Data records
-------------------------

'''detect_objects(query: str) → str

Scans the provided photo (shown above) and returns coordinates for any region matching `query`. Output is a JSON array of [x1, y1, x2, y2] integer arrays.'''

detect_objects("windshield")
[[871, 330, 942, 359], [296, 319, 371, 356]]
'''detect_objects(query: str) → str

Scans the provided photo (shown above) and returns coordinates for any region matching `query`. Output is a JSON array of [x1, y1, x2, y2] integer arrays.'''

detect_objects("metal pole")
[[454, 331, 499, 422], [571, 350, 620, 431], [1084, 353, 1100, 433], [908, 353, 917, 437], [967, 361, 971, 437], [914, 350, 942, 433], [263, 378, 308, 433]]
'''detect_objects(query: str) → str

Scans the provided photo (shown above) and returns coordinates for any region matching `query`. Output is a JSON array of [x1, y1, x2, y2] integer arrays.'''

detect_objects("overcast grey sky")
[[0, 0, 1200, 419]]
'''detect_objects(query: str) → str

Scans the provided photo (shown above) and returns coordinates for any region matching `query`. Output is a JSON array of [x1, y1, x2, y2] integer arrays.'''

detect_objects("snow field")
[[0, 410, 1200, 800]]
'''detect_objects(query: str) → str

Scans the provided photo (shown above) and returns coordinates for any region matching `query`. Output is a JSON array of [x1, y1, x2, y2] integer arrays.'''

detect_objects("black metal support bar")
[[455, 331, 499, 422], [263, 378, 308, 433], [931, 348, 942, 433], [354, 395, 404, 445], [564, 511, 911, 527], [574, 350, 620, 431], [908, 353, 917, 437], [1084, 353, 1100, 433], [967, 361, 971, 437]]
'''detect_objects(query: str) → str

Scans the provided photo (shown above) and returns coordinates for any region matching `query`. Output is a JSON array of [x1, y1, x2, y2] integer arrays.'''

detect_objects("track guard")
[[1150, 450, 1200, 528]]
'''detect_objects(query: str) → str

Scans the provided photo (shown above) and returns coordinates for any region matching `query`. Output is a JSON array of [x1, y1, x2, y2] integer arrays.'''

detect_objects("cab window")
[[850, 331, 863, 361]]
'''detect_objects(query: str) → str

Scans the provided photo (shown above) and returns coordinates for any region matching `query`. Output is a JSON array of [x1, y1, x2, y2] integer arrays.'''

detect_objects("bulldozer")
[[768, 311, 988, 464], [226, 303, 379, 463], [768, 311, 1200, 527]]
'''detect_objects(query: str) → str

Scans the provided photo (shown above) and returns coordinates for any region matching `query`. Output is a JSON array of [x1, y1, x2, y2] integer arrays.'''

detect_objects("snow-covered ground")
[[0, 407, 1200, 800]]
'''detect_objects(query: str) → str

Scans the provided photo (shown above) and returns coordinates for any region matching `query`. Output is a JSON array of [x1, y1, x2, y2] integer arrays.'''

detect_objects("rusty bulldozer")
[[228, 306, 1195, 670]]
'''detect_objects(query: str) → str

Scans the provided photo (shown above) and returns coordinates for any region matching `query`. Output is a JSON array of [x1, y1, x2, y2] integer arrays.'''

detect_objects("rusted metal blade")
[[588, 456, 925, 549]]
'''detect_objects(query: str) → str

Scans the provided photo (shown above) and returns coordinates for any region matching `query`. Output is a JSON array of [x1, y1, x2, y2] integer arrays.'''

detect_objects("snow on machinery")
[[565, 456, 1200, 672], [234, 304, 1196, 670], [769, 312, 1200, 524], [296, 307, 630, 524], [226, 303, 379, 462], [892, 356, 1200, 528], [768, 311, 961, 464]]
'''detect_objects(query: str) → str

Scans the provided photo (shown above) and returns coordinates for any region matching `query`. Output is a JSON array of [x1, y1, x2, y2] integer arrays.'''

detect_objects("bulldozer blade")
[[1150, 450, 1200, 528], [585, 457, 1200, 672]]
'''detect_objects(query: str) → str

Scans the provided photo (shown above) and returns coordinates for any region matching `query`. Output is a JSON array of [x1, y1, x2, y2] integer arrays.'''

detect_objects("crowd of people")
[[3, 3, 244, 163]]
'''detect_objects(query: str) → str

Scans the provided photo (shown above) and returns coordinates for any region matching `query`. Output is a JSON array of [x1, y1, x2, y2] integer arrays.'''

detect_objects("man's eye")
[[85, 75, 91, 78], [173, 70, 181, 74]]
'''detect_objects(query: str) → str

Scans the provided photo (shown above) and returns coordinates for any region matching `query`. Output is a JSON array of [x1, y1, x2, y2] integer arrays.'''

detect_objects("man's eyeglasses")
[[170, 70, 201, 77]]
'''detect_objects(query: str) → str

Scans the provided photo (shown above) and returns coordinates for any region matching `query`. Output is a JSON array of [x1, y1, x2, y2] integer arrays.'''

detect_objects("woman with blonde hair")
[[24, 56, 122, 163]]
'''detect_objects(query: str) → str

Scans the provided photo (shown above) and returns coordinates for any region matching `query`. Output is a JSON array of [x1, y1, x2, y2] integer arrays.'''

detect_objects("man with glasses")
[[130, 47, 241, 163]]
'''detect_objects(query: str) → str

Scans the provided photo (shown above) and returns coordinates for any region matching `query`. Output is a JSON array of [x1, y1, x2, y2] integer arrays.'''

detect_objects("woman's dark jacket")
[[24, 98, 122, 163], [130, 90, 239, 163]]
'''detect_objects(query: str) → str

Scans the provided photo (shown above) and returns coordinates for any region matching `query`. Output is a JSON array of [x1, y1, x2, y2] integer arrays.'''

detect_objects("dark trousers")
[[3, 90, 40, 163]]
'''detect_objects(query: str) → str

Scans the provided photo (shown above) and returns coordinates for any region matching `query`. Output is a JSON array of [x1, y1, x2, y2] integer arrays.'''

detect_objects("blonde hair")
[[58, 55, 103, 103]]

-------------------------

## Directions
Copy every one of the records above word for word, changing nothing.

## Task result
'''detect_objects(query: str) → str

Scans the provided photo (shown above) and returns coordinates for any region matching `query`. Output is a JSON array of [x1, y1, x2, y2] integer arrays.'''

detect_objects("windshield")
[[871, 330, 942, 359], [296, 319, 371, 356]]
'''detect_objects(query: str) → str

Scans the provided photo (shown above) and returns coordinates for any region matching `query`. Output is a JSON array of [x1, y1, x2, y2] integer arrays.'''

detect_objects("metal pole")
[[454, 331, 499, 422], [571, 350, 620, 431], [1084, 353, 1100, 433], [908, 353, 917, 437], [967, 361, 971, 437], [914, 350, 942, 433], [263, 378, 308, 433]]
'''detect_objects(query: str) → str

Scans the provided photo (shown above) and returns coordinates for any region matching `query`. Output is a JSON array of [x1, y1, x2, y2] integer arrays.'''

detect_objects("overcast grey sky")
[[0, 0, 1200, 419]]
'''detect_objects(query: str) → str

Scans the provided photo (shown above) and returns coordinates for any region matching `query`. Output is a JSON array of [x1, y1, x2, y2] integer arrays.'''

detect_objects("snow field")
[[0, 410, 1200, 800]]
'''detect_objects(query: str) → str

Scans the provided photo (shown above) and returns coordinates for any region matching `query`. Output is a JSON array of [x1, y1, x2, y2] integer arrays.'''

detect_objects("black metal support bar")
[[455, 331, 499, 422], [263, 378, 308, 433], [931, 348, 942, 433], [354, 395, 404, 445], [564, 511, 911, 527], [574, 350, 620, 431], [908, 353, 917, 437], [1084, 353, 1100, 433], [967, 361, 971, 437]]
'''detect_objects(query: str) → str

Scans the provided photo (shown above) and returns coordinates for any region matching `query`. Output is a JSON array of [x1, y1, x2, y2] integer arrays.'''

detect_objects("track guard")
[[1150, 450, 1200, 528]]
'''detect_objects(query: str) → str

Scans the provided photo (shown above) and returns coordinates for any region matching `query`. Output is a JSON array of [x1, y1, x2, y2] integer arrays.'''

detect_objects("cab window")
[[850, 331, 863, 361]]
'''detect_objects(query: str) → str

Scans the provided photo (shown above) and returns coordinates for any region matching `query`. Output is a JSON array of [x1, y1, x2, y2] integer arrays.'''

detect_objects("bulldozer")
[[768, 311, 988, 464], [226, 303, 379, 463], [768, 311, 1200, 527]]
'''detect_objects(query: str) → str

Scans the provided photo (shown above) and returns coordinates for any region matching `query`. Output is a JSON array of [x1, y1, x2, y2] integer arrays.'''

detect_objects("snow-covered ground")
[[0, 407, 1200, 800]]
'''detect_objects(query: str) → str

Scans the provided photo (shown above) and returns coordinates for any region matching `query`. Output is a JSON array of [x1, y1, x2, y2] integer arrays.'''

detect_objects("rusty bulldozer")
[[228, 306, 1195, 670]]
'''detect_objects(query: str) → str

Scans the provided photo (shown above) and returns coordinates for any region matching `query`. Output is a JSON array of [x1, y1, x2, y2] integer arrays.'''

detect_objects("rusted metal blade")
[[588, 456, 925, 549]]
'''detect_objects(query: str) → str

Scans the provided photo (shown above) and returns coordinates for any region matching `query`. Output is a JSON array of [x1, y1, x2, y2] integer arrays.'''

detect_objects("snow on machinery")
[[565, 456, 1200, 672], [234, 304, 1196, 670], [769, 312, 1200, 524], [296, 307, 630, 524], [226, 303, 379, 462], [892, 356, 1200, 528], [768, 311, 961, 464]]
'''detect_objects(query: str) → str

Scans the provided photo (shown above) and returns coordinates for any region matching `query`. Output is a JSON array of [x1, y1, x2, y2] integer arrays.'''

detect_objects("bulldozer blade")
[[1150, 450, 1200, 528], [585, 457, 1200, 672]]
'''detect_objects(query: str) → str

Scans the provided photo (shown above) and returns coordinates for any region matching `query`. Output is a JSON array of [x1, y1, x2, y2] integer arrays.'''

detect_objects("crowd of people")
[[3, 3, 244, 163]]
'''detect_objects(query: str) → str

Scans the provided photo (shown above) and returns coordinates for any region matching `query`. Output is a JSON array of [x1, y1, x2, y2] integer arrays.'''

detect_objects("man's eye")
[[85, 75, 91, 78], [173, 70, 181, 74]]
'''detect_objects(query: str) → str

Scans the provided photo (shown above) and returns coordinates for any region matching `query`. Output is a JSON array of [x1, y1, x2, y2] integer arrays.'''

detect_objects("man's eyeglasses")
[[170, 70, 201, 77]]
'''detect_objects(query: str) → str

Scans the provided photo (shown above) and returns coordinates for any region matching `query`. Output is a JSON array of [x1, y1, x2, y2] integer arrays.'''

detect_objects("woman with blonde hair")
[[24, 56, 122, 163]]
'''detect_objects(query: str) → str

Scans the provided photo (shown above) and returns coordinates for any region matching `query`. Output is a JSON array of [x1, y1, x2, y2] integer arrays.'''

detect_objects("man with glasses")
[[130, 47, 241, 163]]
'''detect_objects(query: str) → str

Scans the provided photo (shown above) and returns coordinates for any region matching `query`. Output is a JSON array of [x1, y1, x2, y2] integer arrays.'''

detect_objects("woman's dark jacket")
[[24, 98, 122, 163], [130, 90, 239, 163]]
'''detect_objects(query: str) → str

Scans the provided photo (shown above) and returns coordinates for any region matching `query`. Output is a JSON array of [x1, y1, x2, y2] integer arrays.'''

detect_objects("dark trousers")
[[3, 90, 40, 163]]
'''detect_objects(query: str) → str

Scans the provided photo (shown above) and returns coordinates for any region matching `query`. Output is a JSON array of [x1, y1, x2, y2] integer arrays.'''

detect_objects("blonde hair")
[[58, 55, 103, 103]]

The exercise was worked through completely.